- [Reading text]:
▶

Paul Evdoros Alexander Joannides (born 4 November 1945, London) is an emeritus professor of the History of Art in the University of Cambridge and fellow of Clare Hall.

Career 
Joannides is employed by the Department of History of Art at the University of Cambridge. He was appointed as assistant lecturer in 1973, lecturer in 1978, reader in 2002 and finally om professor in 2004. In 1981 he became a fellow at Clare Hall, Cambridge. He was chargé de mission of the Musée du Louvre from 1991 to 1992. He is a member of the Société de l'Histoire de l'Art Français.

Work
Joannides completed his PhD on the French Romantic painter Eugène Delacroix under Professor Lee Johnson. He is best known for his numerous academic articles on Italian renaissance artists and on the French romantic painters in specialist art magazines like The Burlington Magazine and Apollo.

Books published by him
 The Drawings of Raphael, Phaidon Press 1983.
 Masaccio and Masolino, Phaidon Press, 1993.

◀

[Coordinate labeling data]
▶

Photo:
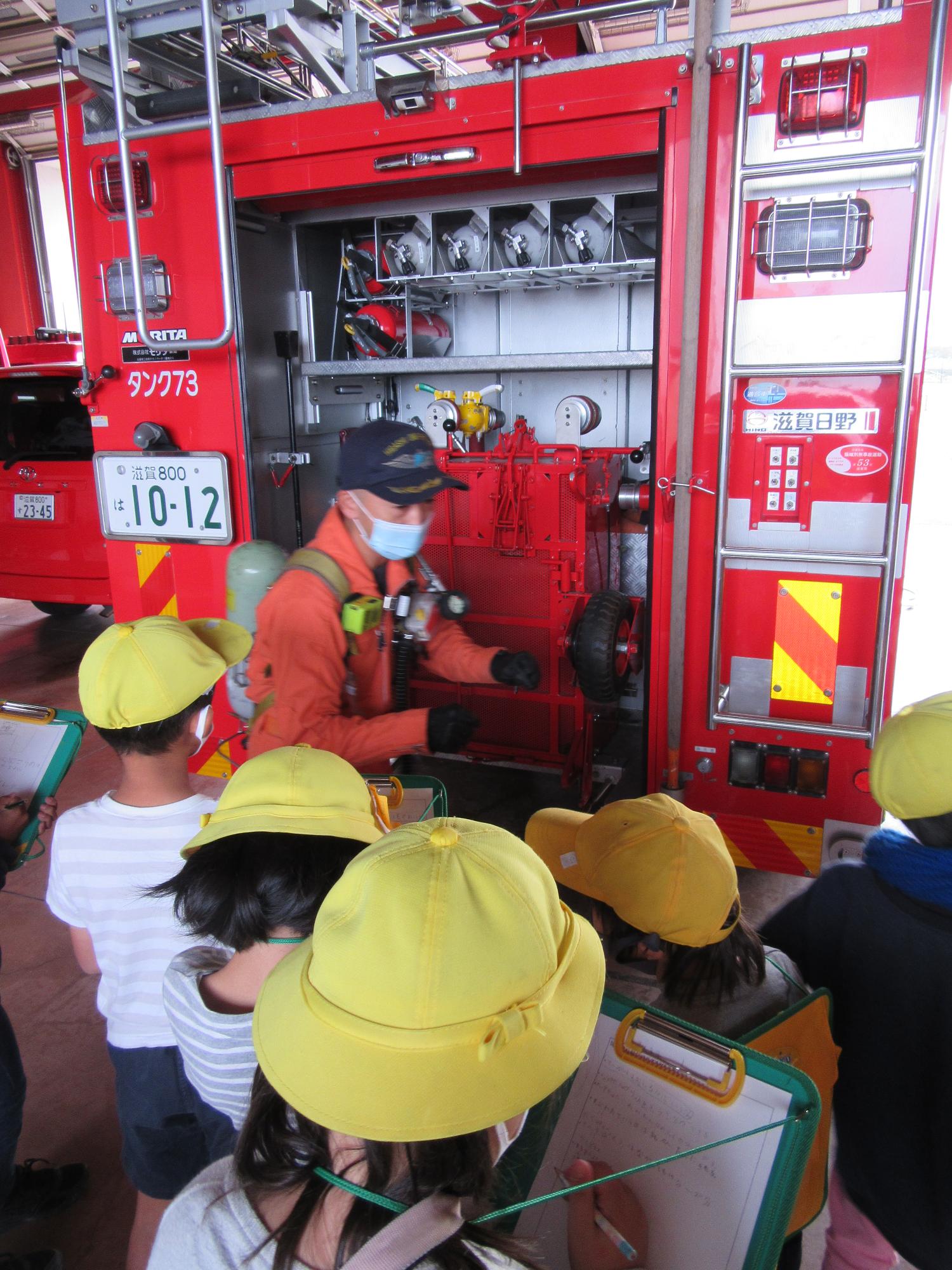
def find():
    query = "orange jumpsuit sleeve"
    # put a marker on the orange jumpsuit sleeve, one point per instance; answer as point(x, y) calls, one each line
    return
point(454, 656)
point(305, 647)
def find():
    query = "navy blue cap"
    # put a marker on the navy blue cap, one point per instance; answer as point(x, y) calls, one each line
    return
point(395, 462)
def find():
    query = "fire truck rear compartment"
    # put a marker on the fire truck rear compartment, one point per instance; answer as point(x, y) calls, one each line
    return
point(559, 303)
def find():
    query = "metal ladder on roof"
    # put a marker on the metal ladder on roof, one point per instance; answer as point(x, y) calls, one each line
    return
point(921, 159)
point(128, 133)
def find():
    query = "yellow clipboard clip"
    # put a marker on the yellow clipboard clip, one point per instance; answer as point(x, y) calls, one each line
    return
point(387, 794)
point(23, 713)
point(723, 1090)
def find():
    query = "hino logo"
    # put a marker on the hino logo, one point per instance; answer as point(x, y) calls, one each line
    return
point(131, 337)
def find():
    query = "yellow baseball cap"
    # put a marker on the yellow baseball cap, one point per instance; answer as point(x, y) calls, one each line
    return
point(152, 669)
point(663, 868)
point(446, 989)
point(293, 791)
point(911, 769)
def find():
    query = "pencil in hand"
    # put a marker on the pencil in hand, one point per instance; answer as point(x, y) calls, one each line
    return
point(605, 1226)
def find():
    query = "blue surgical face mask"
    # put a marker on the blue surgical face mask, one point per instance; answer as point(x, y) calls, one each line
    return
point(389, 539)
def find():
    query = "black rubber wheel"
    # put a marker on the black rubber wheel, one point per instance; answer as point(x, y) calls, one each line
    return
point(53, 610)
point(605, 625)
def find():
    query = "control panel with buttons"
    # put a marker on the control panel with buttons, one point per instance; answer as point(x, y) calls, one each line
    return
point(781, 493)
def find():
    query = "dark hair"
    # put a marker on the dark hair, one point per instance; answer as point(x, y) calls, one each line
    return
point(717, 968)
point(241, 888)
point(153, 739)
point(932, 831)
point(279, 1151)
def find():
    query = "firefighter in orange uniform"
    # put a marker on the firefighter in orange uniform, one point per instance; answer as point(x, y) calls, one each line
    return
point(317, 683)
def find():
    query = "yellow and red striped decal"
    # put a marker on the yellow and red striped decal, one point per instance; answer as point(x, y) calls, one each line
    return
point(216, 764)
point(805, 641)
point(776, 846)
point(157, 581)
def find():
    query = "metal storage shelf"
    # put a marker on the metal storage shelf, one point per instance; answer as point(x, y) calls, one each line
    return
point(540, 279)
point(629, 360)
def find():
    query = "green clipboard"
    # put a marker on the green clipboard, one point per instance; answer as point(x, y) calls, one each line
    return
point(432, 803)
point(16, 716)
point(522, 1173)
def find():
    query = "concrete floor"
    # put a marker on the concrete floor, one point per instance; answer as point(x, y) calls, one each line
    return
point(70, 1113)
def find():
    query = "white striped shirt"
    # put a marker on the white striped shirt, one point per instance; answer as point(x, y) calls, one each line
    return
point(216, 1050)
point(105, 855)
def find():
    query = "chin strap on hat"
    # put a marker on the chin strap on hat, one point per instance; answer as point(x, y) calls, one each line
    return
point(510, 1026)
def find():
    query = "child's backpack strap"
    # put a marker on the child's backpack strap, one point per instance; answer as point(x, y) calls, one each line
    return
point(802, 1037)
point(411, 1236)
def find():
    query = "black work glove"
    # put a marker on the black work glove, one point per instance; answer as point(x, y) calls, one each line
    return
point(449, 728)
point(520, 670)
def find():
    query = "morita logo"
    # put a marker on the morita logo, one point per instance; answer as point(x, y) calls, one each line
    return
point(131, 337)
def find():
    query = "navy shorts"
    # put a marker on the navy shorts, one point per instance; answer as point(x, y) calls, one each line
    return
point(168, 1133)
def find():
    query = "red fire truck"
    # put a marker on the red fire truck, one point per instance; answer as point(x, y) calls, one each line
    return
point(53, 551)
point(691, 280)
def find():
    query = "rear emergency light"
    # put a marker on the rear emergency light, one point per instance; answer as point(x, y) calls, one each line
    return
point(822, 97)
point(779, 769)
point(119, 286)
point(813, 237)
point(107, 186)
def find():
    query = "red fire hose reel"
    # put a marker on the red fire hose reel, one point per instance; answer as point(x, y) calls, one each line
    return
point(535, 543)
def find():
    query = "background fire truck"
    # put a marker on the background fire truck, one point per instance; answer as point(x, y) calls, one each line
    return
point(692, 277)
point(53, 552)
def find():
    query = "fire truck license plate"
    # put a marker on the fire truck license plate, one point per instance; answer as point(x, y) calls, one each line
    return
point(34, 507)
point(164, 497)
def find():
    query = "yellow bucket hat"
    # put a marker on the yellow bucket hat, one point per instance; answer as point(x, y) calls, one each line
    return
point(293, 791)
point(911, 769)
point(446, 989)
point(663, 868)
point(152, 669)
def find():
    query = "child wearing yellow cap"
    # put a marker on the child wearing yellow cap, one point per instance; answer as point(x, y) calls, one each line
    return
point(666, 893)
point(879, 935)
point(445, 991)
point(255, 877)
point(147, 688)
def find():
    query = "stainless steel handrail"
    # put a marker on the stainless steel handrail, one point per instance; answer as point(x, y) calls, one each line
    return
point(814, 730)
point(836, 559)
point(731, 307)
point(371, 49)
point(808, 167)
point(793, 369)
point(887, 562)
point(219, 182)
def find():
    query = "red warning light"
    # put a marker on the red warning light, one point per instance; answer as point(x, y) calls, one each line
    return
point(107, 186)
point(823, 97)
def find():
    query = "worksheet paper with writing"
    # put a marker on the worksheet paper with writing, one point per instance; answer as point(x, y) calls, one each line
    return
point(26, 752)
point(701, 1211)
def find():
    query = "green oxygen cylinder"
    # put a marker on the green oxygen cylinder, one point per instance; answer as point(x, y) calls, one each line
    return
point(252, 571)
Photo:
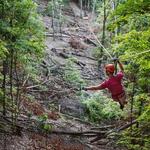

◀

- [Goal]: Reproduce the passage of the Joannides biography word for word, starting at "Paul Evdoros Alexander" and ending at "de l'Art Français.". The entries were taken from a source other than the Joannides biography.

- [Output of the task]:
Paul Evdoros Alexander Joannides (born 4 November 1945, London) is an emeritus professor of the History of Art in the University of Cambridge and fellow of Clare Hall.

Career 
Joannides is employed by the Department of History of Art at the University of Cambridge. He was appointed as assistant lecturer in 1973, lecturer in 1978, reader in 2002 and finally om professor in 2004. In 1981 he became a fellow at Clare Hall, Cambridge. He was chargé de mission of the Musée du Louvre from 1991 to 1992. He is a member of the Société de l'Histoire de l'Art Français.